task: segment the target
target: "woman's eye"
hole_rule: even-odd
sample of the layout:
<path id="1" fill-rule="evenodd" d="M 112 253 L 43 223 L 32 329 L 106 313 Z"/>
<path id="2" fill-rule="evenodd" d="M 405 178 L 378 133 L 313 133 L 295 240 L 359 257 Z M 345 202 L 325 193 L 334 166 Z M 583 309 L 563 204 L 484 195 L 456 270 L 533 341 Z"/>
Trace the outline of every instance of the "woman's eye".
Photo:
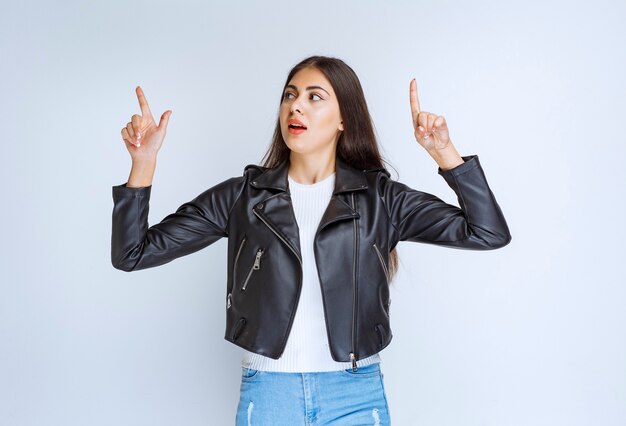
------
# [TASK GOAL]
Retype the stretch of the items from the start through the line containing "405 178 L 378", reproducing each line precisely.

# [RIGHT ANSWER]
task: segment the target
target: "woman's eye"
hole_rule: even-odd
sample of the layout:
<path id="1" fill-rule="evenodd" d="M 112 253 L 43 223 L 32 329 L 106 313 Z"/>
<path id="2" fill-rule="evenodd" d="M 405 178 L 378 133 L 313 133 L 295 240 L 359 257 Z M 345 202 L 325 193 L 334 166 Z M 583 309 L 563 204 L 484 195 L 456 270 L 533 341 Z"/>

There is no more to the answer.